Work instructions:
Repeat all the records exactly, omitting pictures.

Task input:
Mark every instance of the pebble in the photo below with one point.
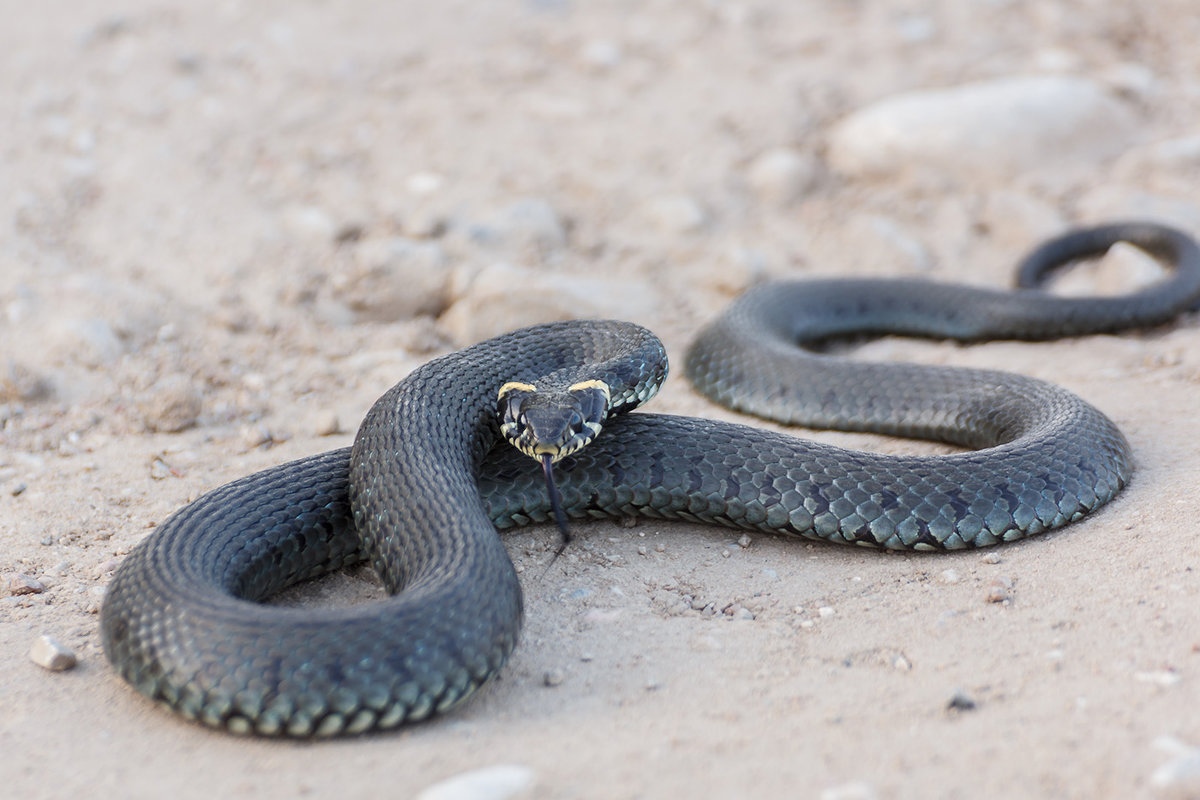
(1177, 155)
(90, 342)
(327, 425)
(677, 214)
(601, 54)
(173, 405)
(497, 782)
(533, 224)
(18, 383)
(1000, 590)
(23, 584)
(960, 702)
(394, 280)
(1180, 777)
(49, 654)
(310, 222)
(485, 306)
(853, 791)
(783, 175)
(987, 128)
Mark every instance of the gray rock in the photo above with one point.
(24, 584)
(172, 405)
(503, 298)
(393, 280)
(996, 127)
(531, 224)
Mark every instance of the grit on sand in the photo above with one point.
(228, 227)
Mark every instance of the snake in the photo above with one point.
(431, 477)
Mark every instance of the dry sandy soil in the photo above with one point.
(226, 228)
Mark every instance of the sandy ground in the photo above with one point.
(205, 209)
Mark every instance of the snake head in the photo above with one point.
(552, 422)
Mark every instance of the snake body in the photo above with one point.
(423, 489)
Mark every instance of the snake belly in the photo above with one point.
(423, 489)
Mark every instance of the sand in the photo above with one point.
(229, 227)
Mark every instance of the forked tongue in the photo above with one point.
(556, 503)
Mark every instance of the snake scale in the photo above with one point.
(427, 482)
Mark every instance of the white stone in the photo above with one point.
(498, 782)
(783, 175)
(503, 298)
(49, 654)
(676, 214)
(988, 128)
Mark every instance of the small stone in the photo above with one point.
(49, 654)
(24, 584)
(498, 782)
(601, 54)
(173, 405)
(258, 435)
(88, 341)
(1180, 777)
(677, 215)
(18, 383)
(987, 128)
(960, 702)
(853, 791)
(999, 590)
(783, 175)
(1163, 678)
(327, 425)
(424, 184)
(394, 280)
(529, 226)
(310, 222)
(485, 308)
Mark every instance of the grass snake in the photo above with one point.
(429, 480)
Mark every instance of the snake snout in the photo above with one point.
(553, 423)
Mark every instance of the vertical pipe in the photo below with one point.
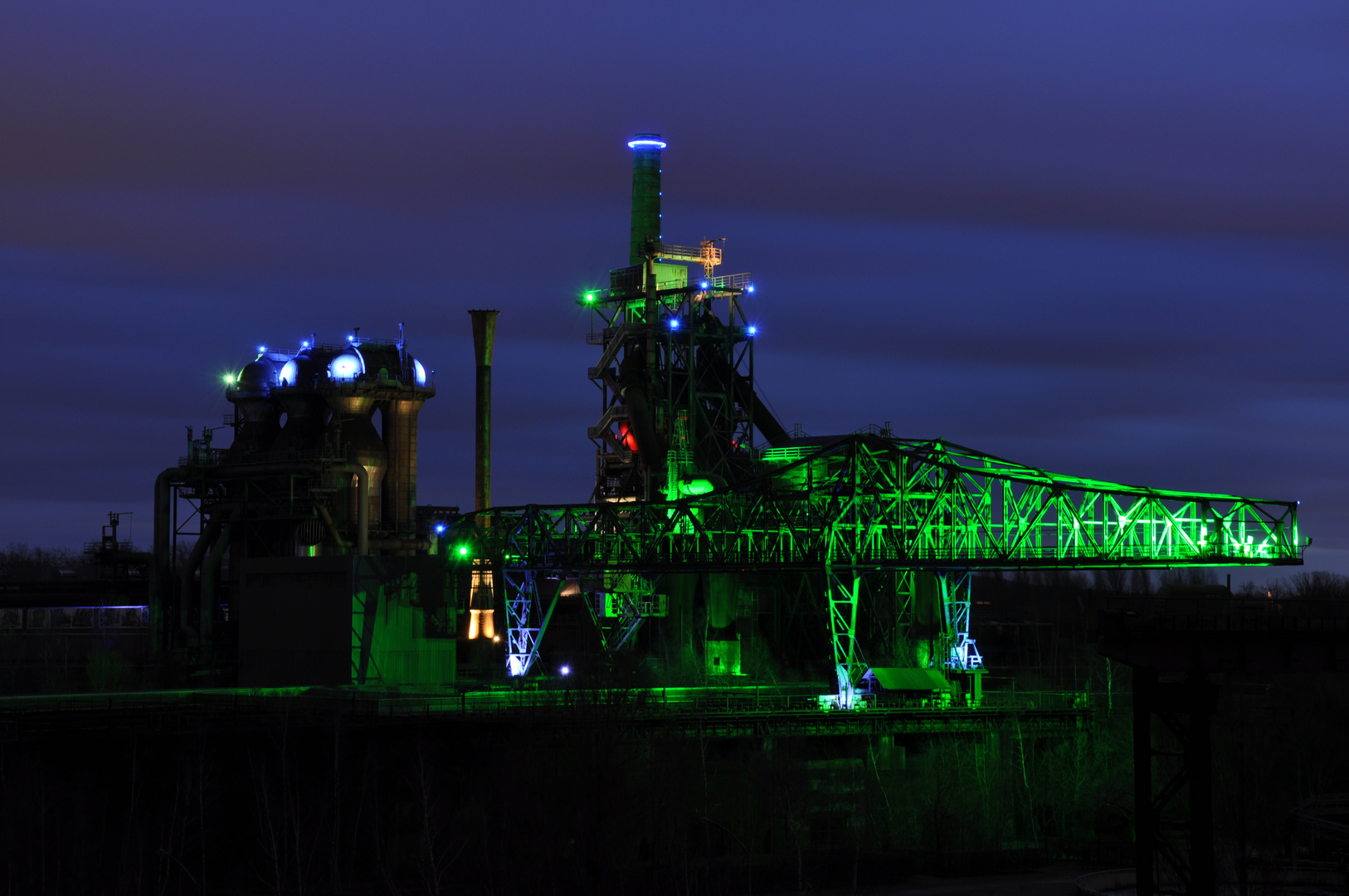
(209, 588)
(362, 504)
(161, 579)
(646, 195)
(485, 336)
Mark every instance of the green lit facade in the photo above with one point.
(685, 489)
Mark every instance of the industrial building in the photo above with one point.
(717, 548)
(807, 603)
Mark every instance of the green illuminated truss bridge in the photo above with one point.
(862, 505)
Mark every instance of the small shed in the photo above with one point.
(900, 679)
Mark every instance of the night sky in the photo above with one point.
(1103, 241)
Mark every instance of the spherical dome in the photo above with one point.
(346, 368)
(256, 377)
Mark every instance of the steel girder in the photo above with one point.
(885, 504)
(869, 504)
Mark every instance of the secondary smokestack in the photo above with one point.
(480, 609)
(485, 335)
(646, 193)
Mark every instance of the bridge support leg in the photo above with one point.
(521, 610)
(847, 660)
(1186, 710)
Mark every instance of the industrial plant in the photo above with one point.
(749, 601)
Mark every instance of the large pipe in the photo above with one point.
(646, 195)
(198, 553)
(161, 566)
(211, 582)
(485, 336)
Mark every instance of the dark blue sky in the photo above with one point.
(1107, 241)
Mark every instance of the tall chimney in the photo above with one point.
(646, 193)
(480, 610)
(485, 335)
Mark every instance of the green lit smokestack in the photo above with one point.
(646, 193)
(485, 338)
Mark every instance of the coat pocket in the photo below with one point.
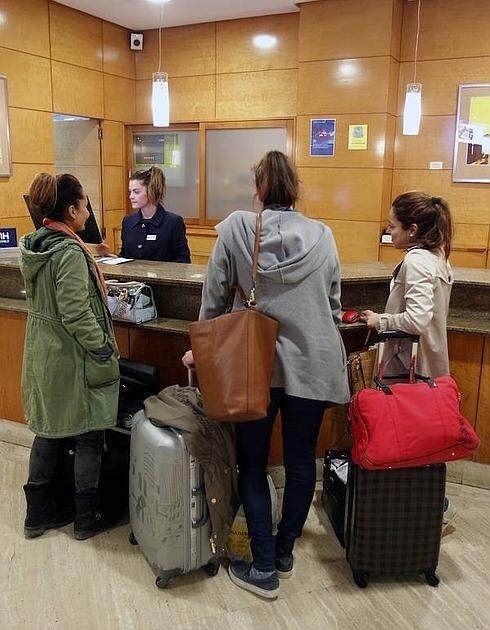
(100, 373)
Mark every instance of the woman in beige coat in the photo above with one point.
(421, 285)
(420, 289)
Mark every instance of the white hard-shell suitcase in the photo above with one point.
(168, 510)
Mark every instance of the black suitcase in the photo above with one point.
(335, 471)
(394, 516)
(394, 522)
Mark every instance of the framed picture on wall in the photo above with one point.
(322, 136)
(472, 137)
(5, 158)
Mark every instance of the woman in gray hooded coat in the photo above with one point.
(298, 284)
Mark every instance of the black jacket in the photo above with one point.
(160, 238)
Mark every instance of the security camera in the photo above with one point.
(136, 41)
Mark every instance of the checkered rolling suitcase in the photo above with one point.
(394, 522)
(394, 515)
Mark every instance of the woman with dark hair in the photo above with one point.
(70, 375)
(298, 284)
(421, 285)
(420, 290)
(152, 232)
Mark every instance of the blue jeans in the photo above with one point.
(301, 422)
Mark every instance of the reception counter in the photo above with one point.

The response:
Mark every instance of the pebble in the photo below with one point.
(1177, 155)
(90, 342)
(327, 425)
(677, 214)
(601, 54)
(173, 405)
(497, 782)
(533, 224)
(18, 383)
(1000, 590)
(23, 584)
(960, 702)
(394, 280)
(1180, 777)
(49, 654)
(310, 222)
(485, 306)
(853, 791)
(783, 175)
(987, 128)
Mark every instance of the gray rock in the photo above with one point.
(24, 584)
(172, 405)
(503, 298)
(393, 280)
(996, 127)
(531, 224)
Mark every instance of the grit on sand in the photo above with one point.
(228, 227)
Mark every instance of the snake in the photo above with one point.
(431, 477)
Mark every instance of the dry sandy soil in the photo above with one point.
(226, 228)
Mark every instance of the sandy ground in the photo above with one point.
(205, 209)
Mark every instance of the snake head in the photo above with one point.
(552, 422)
Mark every instance of the snake body in the photo above with one point.
(423, 489)
Mark every instance of the snake belly in the photo above with one point.
(423, 489)
Mark every instance of the sand in the photo above with one point.
(229, 227)
Mark every instance of the forked tongue in the photo above with one point.
(556, 503)
Mark every instance of the snake scale in the photo above with one point.
(427, 482)
Mark every instance of the white stone in the photo above with one point.
(498, 782)
(783, 175)
(503, 298)
(49, 654)
(676, 214)
(988, 128)
Mark every instance of the small stone in the photo above with one point.
(49, 654)
(24, 584)
(498, 782)
(601, 54)
(173, 405)
(258, 435)
(88, 341)
(1180, 777)
(677, 215)
(18, 383)
(987, 128)
(960, 702)
(853, 791)
(999, 590)
(783, 175)
(1163, 678)
(327, 425)
(424, 184)
(394, 280)
(529, 226)
(310, 222)
(485, 308)
Mark every instance of the grass snake in the photo above with one point.
(429, 480)
Mark every instance of the snake snout in the photo above with one point.
(553, 423)
Mark every instance of the vertical pipe in the photo below with one point.
(209, 588)
(362, 504)
(161, 579)
(646, 195)
(485, 336)
Mark every instance of the green lit facade in the photo above with one point.
(685, 489)
Mark every instance of the industrial building in the photo above with one point.
(717, 548)
(807, 603)
Mark every instance of the green illuminated truss bridge in the photo above with one point.
(862, 505)
Mark every instance of the small shed in the photo above with one point.
(900, 679)
Mark every instance of the night sky in the photo above with one point.
(1103, 241)
Mark every instance of the spherical dome in the photo above with one point.
(346, 368)
(256, 377)
Mark every instance of the steel girder in the photo above with one point.
(885, 504)
(869, 504)
Mark every instance of the secondary smokestack in the photo above with one point.
(480, 609)
(485, 335)
(646, 193)
Mark every instance of the bridge support leg in the photo above with one point.
(521, 610)
(847, 660)
(1186, 710)
Mark every instance of the industrial plant in the photo above with one point.
(749, 601)
Mark every instance of the large pipe in the photo above with one point.
(646, 195)
(198, 553)
(161, 566)
(211, 582)
(485, 336)
Mark every instance of the dark blue sky in the photo above with one point.
(1107, 241)
Mark every instance of the tall chimney in the photo above with one point.
(646, 193)
(480, 610)
(485, 335)
Mark every instance of the green lit smokestack in the photo above with one point.
(646, 193)
(485, 338)
Mark every instance of the coat pocket in the photo below with one point.
(100, 373)
Mark every instance of the woman in beige coat in the photo above with one point.
(421, 285)
(420, 289)
Mark every instance of the white hard-shell suitcase in the photo above with one point.
(168, 510)
Mark every instance of the black suitcase in the photo above with one point.
(335, 471)
(394, 516)
(394, 522)
Mark every instance of the framed picture on wall in the photo above with one point.
(322, 136)
(472, 137)
(5, 158)
Mark every instance of the woman in gray hooded coat in the photo above with one point.
(298, 284)
Mark every instance of the black jacket in the photo above with one point.
(160, 238)
Mark every instance of the security camera in the photo above with one point.
(136, 41)
Mark every instance of the checkered rolling suitcase in the photo above with one point.
(394, 522)
(394, 515)
Mark every instance of the woman with dark hair in the photo above with one point.
(70, 375)
(298, 284)
(421, 285)
(420, 290)
(152, 232)
Mark every instance of the blue jeans in the photo above with one point.
(301, 422)
Mark every instance of the reception counter in the photo above with one point.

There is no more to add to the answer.